Write out every record below exactly as it appears.

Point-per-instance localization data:

• • • • •

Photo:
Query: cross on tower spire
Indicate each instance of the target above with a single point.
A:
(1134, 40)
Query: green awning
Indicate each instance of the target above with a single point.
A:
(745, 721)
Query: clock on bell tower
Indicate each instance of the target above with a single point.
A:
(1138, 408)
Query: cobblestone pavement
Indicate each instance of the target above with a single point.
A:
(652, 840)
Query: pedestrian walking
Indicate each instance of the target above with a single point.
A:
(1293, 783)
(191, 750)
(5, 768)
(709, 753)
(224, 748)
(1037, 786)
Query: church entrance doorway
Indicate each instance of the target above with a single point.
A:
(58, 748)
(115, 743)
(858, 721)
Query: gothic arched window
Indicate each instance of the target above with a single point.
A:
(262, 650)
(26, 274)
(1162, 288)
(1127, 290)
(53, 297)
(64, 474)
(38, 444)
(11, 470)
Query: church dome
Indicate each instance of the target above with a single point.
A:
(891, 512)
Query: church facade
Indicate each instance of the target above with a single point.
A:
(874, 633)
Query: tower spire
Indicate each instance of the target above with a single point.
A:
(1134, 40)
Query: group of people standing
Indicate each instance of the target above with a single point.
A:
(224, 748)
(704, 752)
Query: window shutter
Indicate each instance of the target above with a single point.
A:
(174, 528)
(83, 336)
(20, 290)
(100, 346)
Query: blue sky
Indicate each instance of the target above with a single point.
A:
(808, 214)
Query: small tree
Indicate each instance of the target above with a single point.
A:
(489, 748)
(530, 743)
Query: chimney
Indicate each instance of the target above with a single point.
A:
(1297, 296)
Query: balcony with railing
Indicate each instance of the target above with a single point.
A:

• • • • •

Output below:
Photo:
Query: cross on tower spire
Indicate each instance of the target above with a single point.
A:
(1134, 40)
Query: green awning
Indicate each instance of the target above with a single point.
A:
(745, 721)
Query: clock on bell tower
Indicate each instance of the target above with a single point.
A:
(1138, 408)
Query: cobblestone pavement
Indicate each instance of the target above with a single point.
A:
(652, 840)
Query: pedestrian walking
Indicate each instance of the target above with a single point.
A:
(1293, 783)
(191, 750)
(5, 768)
(709, 753)
(224, 748)
(1037, 786)
Query: church entrance doorway
Indicate each instance of the target above with a single point.
A:
(58, 748)
(115, 743)
(858, 721)
Query: gothic arched window
Indicate each instance of the target above with a single point.
A:
(262, 650)
(26, 274)
(1162, 288)
(1127, 290)
(53, 297)
(64, 474)
(38, 444)
(11, 470)
Query: church dome
Indicate each instance of the target above with a single point.
A:
(891, 512)
Query: church facade
Indicate each instance of the target above with a single point.
A:
(874, 633)
Query: tower spire
Indicate each instance of the target above with a single point.
A:
(1134, 40)
Query: group of people standing
Indicate each instance of the target above with a single point.
A:
(224, 748)
(704, 752)
Query: window shutter
Indicate each instance of the target above with a single point.
A:
(174, 528)
(83, 336)
(20, 290)
(100, 346)
Query: blue sky
Indicate each instance of the target above with a single point.
A:
(808, 214)
Query: small tree
Indicate each instance of the target above with a single point.
A:
(489, 748)
(530, 743)
Query: chimney
Indicate each instance of the target above with a single point.
A:
(1297, 296)
Query: balcony with railing
Indicate each instance of the target above with a single point.
A:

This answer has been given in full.